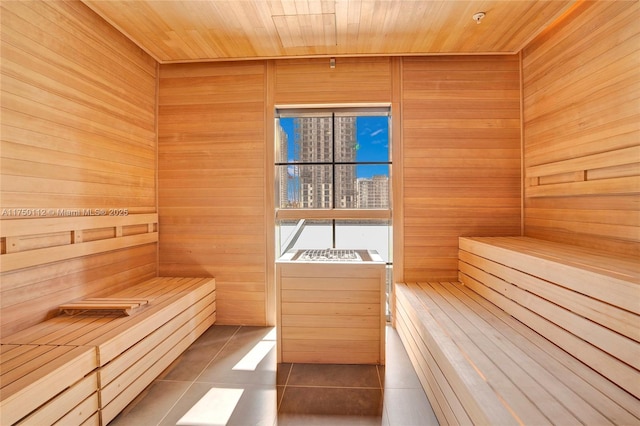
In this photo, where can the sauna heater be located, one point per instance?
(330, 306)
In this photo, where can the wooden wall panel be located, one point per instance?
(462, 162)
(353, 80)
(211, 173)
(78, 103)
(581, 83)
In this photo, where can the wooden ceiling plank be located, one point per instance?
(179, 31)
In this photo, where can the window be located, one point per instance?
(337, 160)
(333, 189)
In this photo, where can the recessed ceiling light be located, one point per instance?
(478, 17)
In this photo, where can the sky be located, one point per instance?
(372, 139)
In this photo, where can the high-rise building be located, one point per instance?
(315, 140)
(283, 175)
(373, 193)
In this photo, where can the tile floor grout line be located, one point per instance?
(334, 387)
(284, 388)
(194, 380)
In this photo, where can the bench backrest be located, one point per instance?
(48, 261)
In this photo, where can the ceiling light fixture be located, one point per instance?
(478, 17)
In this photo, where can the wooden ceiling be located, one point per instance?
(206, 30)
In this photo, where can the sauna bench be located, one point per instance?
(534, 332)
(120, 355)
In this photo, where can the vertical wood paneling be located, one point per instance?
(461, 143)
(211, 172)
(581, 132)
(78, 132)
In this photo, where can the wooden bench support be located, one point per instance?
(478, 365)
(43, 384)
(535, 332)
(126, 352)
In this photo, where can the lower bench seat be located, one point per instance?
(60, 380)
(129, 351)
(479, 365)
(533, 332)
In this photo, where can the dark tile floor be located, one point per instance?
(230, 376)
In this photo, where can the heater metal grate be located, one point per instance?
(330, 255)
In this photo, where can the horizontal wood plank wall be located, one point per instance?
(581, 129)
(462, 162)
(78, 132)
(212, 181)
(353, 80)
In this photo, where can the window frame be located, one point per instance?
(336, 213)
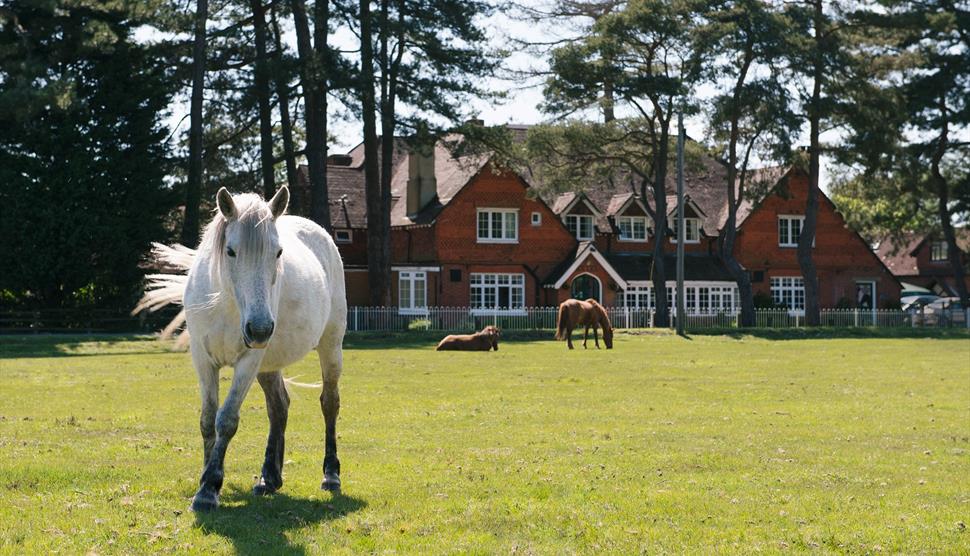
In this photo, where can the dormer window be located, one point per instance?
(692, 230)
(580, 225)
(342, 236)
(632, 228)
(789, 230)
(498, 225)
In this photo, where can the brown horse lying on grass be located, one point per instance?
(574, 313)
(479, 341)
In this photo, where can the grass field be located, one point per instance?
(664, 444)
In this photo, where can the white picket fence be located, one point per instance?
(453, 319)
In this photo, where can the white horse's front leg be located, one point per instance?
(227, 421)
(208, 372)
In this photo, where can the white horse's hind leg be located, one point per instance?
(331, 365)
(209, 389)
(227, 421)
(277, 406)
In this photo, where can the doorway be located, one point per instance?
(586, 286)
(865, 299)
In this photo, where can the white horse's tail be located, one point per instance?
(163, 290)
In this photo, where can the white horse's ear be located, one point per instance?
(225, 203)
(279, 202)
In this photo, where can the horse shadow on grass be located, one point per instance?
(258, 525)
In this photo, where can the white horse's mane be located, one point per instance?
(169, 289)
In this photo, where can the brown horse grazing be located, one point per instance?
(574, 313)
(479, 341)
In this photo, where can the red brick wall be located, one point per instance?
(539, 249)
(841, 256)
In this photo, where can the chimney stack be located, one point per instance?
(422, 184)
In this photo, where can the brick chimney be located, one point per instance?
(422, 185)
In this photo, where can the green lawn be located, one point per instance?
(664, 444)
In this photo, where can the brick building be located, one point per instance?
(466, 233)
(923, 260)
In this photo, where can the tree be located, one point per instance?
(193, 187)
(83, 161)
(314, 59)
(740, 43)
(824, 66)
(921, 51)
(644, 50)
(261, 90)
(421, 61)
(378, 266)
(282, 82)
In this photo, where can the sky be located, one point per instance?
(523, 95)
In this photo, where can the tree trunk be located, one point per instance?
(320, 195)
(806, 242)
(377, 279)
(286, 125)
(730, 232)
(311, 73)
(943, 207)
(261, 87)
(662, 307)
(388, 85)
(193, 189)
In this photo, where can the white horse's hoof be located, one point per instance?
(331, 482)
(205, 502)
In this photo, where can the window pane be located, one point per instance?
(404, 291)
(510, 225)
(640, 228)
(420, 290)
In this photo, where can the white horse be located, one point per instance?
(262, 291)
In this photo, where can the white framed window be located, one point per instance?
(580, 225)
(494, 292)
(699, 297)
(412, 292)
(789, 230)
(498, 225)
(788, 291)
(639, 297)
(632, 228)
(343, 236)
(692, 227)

+--

> [What is being asked]:
Set down every record above exactly as it stands, but skip the pictures.

> [Response to the task]:
In this photo, where can the sauna heater be located, one point per instance?
(330, 306)
In this photo, where can the wooden wall panel be located, one point per instance?
(462, 162)
(353, 80)
(211, 173)
(78, 103)
(581, 83)
In this photo, where can the wooden ceiling plank be located, one point per instance?
(179, 31)
In this photo, where can the window be located, one point per instance?
(337, 160)
(333, 189)
In this photo, where can the recessed ceiling light be located, one point per instance?
(478, 17)
In this photo, where can the sky be located, one point per instance?
(372, 139)
In this photo, where can the high-rise building be located, one point per instance?
(315, 140)
(283, 175)
(373, 193)
In this photo, where can the tile floor grout line be located, one point per instance?
(334, 387)
(284, 388)
(194, 380)
In this photo, where can the bench backrest be located, one point per instance?
(48, 261)
In this photo, where can the ceiling light fixture be located, one point per instance?
(478, 17)
In this photo, where can the wooden ceiling be located, one point per instance?
(206, 30)
In this photo, where can the sauna bench be located, one point per instance?
(534, 332)
(120, 355)
In this photo, where can the vertical wood paneling be located, one point per instance?
(461, 143)
(211, 172)
(581, 132)
(78, 132)
In this photo, where can the wooden bench support be located, one point per instance?
(478, 365)
(43, 384)
(535, 332)
(126, 352)
In this photo, where can the lower bench seat be located, one point per instance?
(60, 380)
(129, 351)
(479, 365)
(533, 332)
In this photo, where can the dark tile floor be located, one point per instance?
(230, 376)
In this photo, where can the heater metal grate be located, one point per instance?
(330, 255)
In this photo, where can the horizontal wood plank wall be located, one point per instance?
(581, 129)
(462, 162)
(78, 132)
(212, 181)
(353, 80)
In this photo, where can the window frame be located, one point per instance?
(336, 213)
In this photo, where can the dormer window be located, one point per instance?
(692, 230)
(580, 225)
(342, 236)
(632, 228)
(789, 230)
(498, 225)
In this photo, where can the brown horse lying on grass be located, one point per instance?
(574, 313)
(479, 341)
In this photo, where can the grass field be located, one point per instance?
(664, 444)
In this photo, where can the white picket fence be located, one point per instance?
(453, 319)
In this photo, where can the white horse's front leg be located, one point per instance?
(227, 421)
(208, 372)
In this photo, where can the white horse's hind leg be located, one point per instance?
(331, 365)
(209, 389)
(227, 421)
(277, 406)
In this photo, where can the doorway be located, one point per instance?
(586, 286)
(865, 299)
In this photo, where can the white horse's tail be located, one point per instance?
(163, 290)
In this photo, where can the white horse's ear be located, one point per instance?
(225, 203)
(279, 202)
In this photo, where can the horse shadow on grass be located, one point per instance?
(258, 525)
In this photo, where can the white horse's mane be located, one point per instance?
(169, 289)
In this photo, where can the brown horse grazing be located, one point per instance?
(574, 313)
(479, 341)
In this photo, where can the red brick wall be located, one point per instance?
(539, 249)
(841, 256)
In this photo, where can the chimney stack be located, one point per instance?
(422, 184)
In this photo, where can the brick chimney be located, one point per instance?
(422, 185)
In this photo, where can the green lawn be located, one point per instance?
(664, 444)
In this photo, where can the brick building be located, one point per instance?
(466, 233)
(923, 260)
In this photo, where can the tree be located, one point per instance?
(193, 187)
(83, 161)
(314, 59)
(740, 43)
(824, 66)
(921, 51)
(644, 50)
(261, 90)
(421, 61)
(378, 266)
(282, 82)
In this photo, where can the sky be located, one point per instance?
(523, 95)
In this photo, where can the tree trunk be located, one point per instance?
(320, 195)
(806, 242)
(377, 279)
(286, 125)
(730, 232)
(311, 73)
(943, 207)
(261, 87)
(662, 307)
(388, 85)
(193, 189)
In this photo, where can the white horse's hoof be located, one point per instance?
(331, 482)
(205, 502)
In this photo, where can the window pane be located, one point per instance?
(404, 291)
(510, 225)
(640, 228)
(420, 290)
In this photo, where can the white horse be located, one point per instance?
(262, 291)
In this photo, where can the white framed window be located, one point per instance?
(580, 225)
(494, 292)
(699, 297)
(412, 292)
(789, 230)
(498, 225)
(788, 291)
(639, 297)
(632, 228)
(343, 236)
(692, 227)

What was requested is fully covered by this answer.